- _DATA FOR THIS EXERCISE_:
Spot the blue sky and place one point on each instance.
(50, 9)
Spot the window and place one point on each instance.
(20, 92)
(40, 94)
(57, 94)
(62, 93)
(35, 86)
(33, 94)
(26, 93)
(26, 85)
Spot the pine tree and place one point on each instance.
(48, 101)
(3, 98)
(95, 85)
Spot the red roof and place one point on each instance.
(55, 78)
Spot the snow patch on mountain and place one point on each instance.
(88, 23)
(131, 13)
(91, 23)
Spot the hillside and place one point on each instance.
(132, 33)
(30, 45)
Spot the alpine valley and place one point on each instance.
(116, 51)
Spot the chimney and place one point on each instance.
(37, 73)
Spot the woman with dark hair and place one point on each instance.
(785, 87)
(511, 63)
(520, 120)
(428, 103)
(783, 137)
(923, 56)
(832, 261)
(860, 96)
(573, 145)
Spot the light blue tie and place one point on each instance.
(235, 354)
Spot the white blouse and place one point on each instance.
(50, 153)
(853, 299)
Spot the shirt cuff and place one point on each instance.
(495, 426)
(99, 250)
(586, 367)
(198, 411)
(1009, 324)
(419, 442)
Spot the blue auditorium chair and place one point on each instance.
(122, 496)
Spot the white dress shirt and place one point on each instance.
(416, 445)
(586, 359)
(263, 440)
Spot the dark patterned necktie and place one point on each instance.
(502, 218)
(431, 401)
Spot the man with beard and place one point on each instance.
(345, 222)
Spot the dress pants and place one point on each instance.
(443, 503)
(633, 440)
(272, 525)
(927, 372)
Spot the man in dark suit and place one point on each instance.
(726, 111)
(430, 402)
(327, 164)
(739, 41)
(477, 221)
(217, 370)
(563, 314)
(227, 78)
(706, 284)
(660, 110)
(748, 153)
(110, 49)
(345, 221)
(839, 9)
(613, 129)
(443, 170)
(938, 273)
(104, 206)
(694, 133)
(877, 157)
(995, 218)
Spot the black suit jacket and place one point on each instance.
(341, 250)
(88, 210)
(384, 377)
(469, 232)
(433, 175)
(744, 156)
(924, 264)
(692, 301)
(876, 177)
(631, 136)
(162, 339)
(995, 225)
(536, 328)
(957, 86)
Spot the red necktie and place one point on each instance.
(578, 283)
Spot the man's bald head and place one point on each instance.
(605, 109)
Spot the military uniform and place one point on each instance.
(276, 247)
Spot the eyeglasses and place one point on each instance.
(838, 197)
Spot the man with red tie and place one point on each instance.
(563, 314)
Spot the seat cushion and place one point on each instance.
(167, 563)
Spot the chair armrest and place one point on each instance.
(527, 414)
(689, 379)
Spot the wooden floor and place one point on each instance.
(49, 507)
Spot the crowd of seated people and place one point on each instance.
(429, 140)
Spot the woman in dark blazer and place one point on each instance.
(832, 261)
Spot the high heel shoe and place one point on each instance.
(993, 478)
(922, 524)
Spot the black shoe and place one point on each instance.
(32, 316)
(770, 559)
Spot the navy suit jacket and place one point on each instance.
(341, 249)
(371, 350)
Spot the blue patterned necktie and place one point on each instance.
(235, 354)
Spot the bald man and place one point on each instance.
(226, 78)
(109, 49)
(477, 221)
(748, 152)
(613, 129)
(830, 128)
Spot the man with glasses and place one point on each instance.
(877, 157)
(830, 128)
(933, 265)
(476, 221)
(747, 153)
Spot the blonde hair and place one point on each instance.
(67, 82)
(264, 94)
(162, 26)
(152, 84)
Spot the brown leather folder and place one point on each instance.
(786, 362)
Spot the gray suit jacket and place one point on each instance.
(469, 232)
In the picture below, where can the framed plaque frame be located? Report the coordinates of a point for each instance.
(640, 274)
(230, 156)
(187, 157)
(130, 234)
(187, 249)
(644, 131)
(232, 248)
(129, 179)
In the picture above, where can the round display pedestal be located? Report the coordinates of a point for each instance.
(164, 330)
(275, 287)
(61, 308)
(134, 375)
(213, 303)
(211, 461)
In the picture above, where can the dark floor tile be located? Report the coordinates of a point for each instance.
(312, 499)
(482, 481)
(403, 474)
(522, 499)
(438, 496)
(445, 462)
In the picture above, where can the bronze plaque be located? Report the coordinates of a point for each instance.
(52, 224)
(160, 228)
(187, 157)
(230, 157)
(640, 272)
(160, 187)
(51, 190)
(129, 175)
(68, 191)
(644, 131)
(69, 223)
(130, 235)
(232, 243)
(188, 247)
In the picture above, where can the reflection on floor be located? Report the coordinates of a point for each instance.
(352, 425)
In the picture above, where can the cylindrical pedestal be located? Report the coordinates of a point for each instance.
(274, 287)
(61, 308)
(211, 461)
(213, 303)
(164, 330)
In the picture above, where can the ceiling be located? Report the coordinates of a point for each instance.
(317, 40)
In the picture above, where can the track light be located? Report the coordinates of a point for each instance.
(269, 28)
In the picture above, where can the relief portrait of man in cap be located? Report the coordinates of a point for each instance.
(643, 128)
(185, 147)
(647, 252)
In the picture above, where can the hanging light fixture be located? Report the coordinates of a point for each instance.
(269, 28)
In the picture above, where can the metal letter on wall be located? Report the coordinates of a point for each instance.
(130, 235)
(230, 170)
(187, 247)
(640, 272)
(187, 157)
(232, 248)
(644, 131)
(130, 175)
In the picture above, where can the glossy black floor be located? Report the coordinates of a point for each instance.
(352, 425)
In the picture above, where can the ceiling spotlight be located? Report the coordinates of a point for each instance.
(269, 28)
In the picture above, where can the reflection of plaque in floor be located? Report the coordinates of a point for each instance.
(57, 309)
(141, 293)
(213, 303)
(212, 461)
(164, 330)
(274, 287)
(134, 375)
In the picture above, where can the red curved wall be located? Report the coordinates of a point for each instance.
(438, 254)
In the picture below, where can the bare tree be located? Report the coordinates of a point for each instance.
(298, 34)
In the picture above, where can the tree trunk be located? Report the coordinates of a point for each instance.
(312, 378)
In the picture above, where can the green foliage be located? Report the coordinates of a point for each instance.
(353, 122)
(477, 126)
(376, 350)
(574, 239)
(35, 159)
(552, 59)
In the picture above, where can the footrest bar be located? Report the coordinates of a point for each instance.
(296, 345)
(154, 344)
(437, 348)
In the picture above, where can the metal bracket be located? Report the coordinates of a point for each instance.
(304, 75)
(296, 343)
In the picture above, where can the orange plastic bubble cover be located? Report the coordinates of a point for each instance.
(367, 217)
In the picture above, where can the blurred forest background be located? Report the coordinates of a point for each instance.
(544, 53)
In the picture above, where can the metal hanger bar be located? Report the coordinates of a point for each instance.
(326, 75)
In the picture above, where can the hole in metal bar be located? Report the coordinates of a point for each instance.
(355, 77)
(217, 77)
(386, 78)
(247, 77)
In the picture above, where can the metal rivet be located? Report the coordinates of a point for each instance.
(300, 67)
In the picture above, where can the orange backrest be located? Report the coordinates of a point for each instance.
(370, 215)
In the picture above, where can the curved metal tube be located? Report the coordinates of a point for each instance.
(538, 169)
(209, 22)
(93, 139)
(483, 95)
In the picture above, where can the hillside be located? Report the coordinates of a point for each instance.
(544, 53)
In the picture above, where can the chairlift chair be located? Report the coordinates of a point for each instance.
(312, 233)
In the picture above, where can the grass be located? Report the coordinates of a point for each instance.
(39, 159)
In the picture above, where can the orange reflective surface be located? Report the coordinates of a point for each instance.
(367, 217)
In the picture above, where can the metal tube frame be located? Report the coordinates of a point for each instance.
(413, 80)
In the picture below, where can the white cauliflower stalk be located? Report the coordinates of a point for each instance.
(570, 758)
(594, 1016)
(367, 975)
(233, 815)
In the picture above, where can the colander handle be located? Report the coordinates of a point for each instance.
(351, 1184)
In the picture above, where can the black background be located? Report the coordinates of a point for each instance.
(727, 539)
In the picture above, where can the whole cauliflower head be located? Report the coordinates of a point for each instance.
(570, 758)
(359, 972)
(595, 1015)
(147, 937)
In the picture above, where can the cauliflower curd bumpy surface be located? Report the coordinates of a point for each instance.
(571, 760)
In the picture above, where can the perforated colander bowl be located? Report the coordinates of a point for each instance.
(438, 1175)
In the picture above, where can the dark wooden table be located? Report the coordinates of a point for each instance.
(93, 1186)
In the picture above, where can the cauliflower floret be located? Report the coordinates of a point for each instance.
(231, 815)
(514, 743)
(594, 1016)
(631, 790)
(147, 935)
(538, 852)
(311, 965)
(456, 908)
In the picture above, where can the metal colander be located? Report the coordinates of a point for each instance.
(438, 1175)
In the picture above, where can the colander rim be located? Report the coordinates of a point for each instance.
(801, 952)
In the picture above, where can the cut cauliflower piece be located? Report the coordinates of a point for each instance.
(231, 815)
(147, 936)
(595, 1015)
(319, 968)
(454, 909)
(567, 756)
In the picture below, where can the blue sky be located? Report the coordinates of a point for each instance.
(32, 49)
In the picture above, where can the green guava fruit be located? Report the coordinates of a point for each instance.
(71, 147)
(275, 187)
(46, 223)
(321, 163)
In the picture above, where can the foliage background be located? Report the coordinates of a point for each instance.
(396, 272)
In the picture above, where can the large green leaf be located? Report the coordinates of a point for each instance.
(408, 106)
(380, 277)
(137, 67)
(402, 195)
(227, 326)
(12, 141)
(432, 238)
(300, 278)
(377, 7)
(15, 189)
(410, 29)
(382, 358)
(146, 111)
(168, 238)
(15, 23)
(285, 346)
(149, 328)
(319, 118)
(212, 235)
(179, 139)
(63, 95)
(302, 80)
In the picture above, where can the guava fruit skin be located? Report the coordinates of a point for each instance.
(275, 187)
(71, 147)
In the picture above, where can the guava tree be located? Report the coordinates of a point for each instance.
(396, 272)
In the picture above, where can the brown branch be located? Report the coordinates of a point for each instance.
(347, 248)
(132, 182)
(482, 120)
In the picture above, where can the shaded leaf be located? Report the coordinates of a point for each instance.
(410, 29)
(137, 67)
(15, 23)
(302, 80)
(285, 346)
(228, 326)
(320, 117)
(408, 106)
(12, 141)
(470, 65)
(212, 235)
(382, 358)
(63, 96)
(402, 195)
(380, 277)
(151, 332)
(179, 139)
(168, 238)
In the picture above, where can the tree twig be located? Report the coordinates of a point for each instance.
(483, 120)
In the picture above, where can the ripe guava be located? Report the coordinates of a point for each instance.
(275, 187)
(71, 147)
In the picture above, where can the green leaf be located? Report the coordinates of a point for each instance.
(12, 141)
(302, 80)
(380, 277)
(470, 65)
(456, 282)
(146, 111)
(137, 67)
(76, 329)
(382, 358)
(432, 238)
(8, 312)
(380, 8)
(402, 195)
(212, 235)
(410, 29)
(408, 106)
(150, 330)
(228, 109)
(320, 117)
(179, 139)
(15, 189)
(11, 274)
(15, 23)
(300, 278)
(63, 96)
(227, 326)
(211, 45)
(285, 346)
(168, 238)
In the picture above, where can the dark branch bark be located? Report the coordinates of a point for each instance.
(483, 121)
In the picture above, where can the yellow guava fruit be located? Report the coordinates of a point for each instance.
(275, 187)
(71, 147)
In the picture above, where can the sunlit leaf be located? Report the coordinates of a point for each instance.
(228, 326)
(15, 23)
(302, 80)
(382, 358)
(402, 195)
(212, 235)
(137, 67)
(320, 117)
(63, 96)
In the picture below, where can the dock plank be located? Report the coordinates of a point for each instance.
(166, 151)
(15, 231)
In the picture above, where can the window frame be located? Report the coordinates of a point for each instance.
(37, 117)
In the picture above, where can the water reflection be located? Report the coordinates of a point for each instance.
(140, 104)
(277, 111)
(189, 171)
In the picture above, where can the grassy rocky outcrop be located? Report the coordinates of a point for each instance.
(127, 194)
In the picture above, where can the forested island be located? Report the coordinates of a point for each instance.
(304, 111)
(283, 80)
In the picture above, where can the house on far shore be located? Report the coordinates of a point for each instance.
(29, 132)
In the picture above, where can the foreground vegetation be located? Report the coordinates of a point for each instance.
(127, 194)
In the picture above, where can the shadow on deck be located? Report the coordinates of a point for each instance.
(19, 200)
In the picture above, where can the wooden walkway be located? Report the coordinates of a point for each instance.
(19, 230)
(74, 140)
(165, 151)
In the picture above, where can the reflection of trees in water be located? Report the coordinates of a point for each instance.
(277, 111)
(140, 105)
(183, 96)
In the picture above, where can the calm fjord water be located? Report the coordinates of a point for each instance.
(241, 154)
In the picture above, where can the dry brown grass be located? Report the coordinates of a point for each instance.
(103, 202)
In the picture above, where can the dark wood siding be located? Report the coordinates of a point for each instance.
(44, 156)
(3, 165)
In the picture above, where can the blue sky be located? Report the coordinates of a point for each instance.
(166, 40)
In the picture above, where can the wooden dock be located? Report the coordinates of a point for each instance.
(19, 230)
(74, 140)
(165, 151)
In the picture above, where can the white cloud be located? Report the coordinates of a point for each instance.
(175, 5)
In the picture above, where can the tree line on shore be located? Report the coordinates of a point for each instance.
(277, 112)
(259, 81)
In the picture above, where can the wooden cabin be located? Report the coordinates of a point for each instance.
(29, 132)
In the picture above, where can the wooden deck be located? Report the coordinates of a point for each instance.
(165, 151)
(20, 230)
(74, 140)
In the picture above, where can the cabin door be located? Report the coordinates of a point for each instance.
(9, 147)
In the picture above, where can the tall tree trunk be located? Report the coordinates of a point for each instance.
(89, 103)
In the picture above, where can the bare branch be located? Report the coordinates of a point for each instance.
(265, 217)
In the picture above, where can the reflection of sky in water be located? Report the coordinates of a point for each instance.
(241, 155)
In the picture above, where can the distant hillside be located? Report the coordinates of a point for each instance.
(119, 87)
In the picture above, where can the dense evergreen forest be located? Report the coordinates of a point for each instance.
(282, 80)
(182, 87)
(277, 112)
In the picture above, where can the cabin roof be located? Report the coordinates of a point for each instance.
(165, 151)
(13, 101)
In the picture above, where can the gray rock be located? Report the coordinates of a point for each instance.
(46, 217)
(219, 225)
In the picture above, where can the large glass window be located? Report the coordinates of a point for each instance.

- _YOUR OBJECTIVE_: Format every line from the one containing "In the picture above, where can the distant" through the end of the material, inclusive, as a numbered list, leaving out any blank lines.

- _RESULT OF THE EXERCISE_:
1. In the picture above, where can the distant hillside be located? Report the coordinates of a point for each instance.
2. (119, 87)
3. In the picture above, where can the dense evergreen forest be located? Report the coordinates of a point for each instance.
4. (282, 80)
5. (182, 87)
6. (277, 112)
7. In the picture above, where can the cabin roof be located? Report the coordinates of a point for each instance.
8. (165, 151)
9. (13, 101)
10. In the picture above, where can the gray rock be located? Report the coordinates of a point for each instance.
11. (46, 217)
12. (219, 225)
13. In the picture above, where can the large glass window be located? Report the coordinates of a point for each instance.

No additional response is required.